**What this task involves:**
Please copy out every line of the listing below that contains the word "above", counting only matches with the same capitalization.

**Extracted entries:**
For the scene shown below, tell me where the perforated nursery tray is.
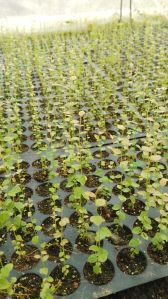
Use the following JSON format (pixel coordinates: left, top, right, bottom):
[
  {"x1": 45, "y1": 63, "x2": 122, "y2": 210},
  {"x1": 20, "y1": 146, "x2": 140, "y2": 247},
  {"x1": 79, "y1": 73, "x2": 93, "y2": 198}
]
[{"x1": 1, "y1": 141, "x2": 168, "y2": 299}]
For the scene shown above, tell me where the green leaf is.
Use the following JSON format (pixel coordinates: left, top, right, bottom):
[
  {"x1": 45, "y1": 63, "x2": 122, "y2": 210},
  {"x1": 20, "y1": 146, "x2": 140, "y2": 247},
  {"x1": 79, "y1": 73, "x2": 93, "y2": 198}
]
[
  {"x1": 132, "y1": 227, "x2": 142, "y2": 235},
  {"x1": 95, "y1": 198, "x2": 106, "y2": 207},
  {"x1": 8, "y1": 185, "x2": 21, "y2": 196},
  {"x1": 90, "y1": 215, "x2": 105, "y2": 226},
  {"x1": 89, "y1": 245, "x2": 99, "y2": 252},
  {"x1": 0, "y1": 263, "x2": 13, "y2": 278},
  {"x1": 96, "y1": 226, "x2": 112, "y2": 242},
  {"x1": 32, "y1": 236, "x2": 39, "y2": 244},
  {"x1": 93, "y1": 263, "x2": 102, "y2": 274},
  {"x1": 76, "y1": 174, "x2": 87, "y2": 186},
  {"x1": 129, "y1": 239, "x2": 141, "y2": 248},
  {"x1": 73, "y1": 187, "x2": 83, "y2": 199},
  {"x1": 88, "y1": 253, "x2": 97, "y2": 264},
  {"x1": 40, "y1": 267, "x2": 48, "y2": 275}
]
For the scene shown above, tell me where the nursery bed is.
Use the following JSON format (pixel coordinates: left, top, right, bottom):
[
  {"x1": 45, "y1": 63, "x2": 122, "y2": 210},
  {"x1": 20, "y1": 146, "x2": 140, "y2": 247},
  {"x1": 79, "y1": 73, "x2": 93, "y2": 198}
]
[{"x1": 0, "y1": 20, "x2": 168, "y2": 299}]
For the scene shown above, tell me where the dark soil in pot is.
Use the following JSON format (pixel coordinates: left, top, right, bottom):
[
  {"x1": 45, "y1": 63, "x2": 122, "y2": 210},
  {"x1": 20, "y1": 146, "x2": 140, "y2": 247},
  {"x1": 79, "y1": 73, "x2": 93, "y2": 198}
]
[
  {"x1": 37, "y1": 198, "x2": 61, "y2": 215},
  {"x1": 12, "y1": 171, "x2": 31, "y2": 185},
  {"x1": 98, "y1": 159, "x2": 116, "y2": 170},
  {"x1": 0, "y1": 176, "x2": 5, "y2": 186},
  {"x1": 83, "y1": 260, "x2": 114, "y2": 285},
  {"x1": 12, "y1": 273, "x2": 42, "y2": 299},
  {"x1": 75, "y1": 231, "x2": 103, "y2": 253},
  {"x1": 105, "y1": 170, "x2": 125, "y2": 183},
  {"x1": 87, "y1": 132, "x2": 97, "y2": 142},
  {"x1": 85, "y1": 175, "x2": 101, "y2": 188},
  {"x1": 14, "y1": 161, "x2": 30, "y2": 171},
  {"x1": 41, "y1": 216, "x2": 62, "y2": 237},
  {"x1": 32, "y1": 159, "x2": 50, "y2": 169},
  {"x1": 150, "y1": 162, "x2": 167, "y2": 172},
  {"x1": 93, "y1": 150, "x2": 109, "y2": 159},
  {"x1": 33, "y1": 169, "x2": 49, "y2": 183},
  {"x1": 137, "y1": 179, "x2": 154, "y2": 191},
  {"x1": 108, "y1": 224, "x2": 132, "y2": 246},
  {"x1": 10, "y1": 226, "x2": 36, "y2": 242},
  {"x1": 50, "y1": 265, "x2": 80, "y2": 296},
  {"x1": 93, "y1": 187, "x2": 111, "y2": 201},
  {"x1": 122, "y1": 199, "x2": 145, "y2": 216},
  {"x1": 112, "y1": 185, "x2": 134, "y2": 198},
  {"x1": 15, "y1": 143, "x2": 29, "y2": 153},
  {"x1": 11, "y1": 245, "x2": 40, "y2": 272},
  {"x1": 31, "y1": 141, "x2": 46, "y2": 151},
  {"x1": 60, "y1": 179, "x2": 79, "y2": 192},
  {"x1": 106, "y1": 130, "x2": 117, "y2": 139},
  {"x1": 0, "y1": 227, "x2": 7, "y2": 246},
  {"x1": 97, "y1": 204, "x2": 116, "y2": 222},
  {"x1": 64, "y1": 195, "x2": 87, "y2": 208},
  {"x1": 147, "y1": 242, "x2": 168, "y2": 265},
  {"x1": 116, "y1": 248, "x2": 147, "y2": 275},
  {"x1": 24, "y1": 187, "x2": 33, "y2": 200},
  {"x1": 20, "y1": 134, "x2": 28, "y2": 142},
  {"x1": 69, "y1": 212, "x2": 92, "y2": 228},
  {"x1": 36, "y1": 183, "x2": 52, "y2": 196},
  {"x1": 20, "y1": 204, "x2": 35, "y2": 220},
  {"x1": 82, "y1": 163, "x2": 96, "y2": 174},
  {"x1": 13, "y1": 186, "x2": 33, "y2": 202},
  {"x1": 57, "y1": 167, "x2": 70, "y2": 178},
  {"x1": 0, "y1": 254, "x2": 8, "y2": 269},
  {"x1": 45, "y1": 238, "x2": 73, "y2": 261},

**Solution:**
For the scene shown above, tell me where the green leaf is.
For the scene shown above, tell me where the nursery bed is.
For the scene shown above, tell me where the dark soil in pot is.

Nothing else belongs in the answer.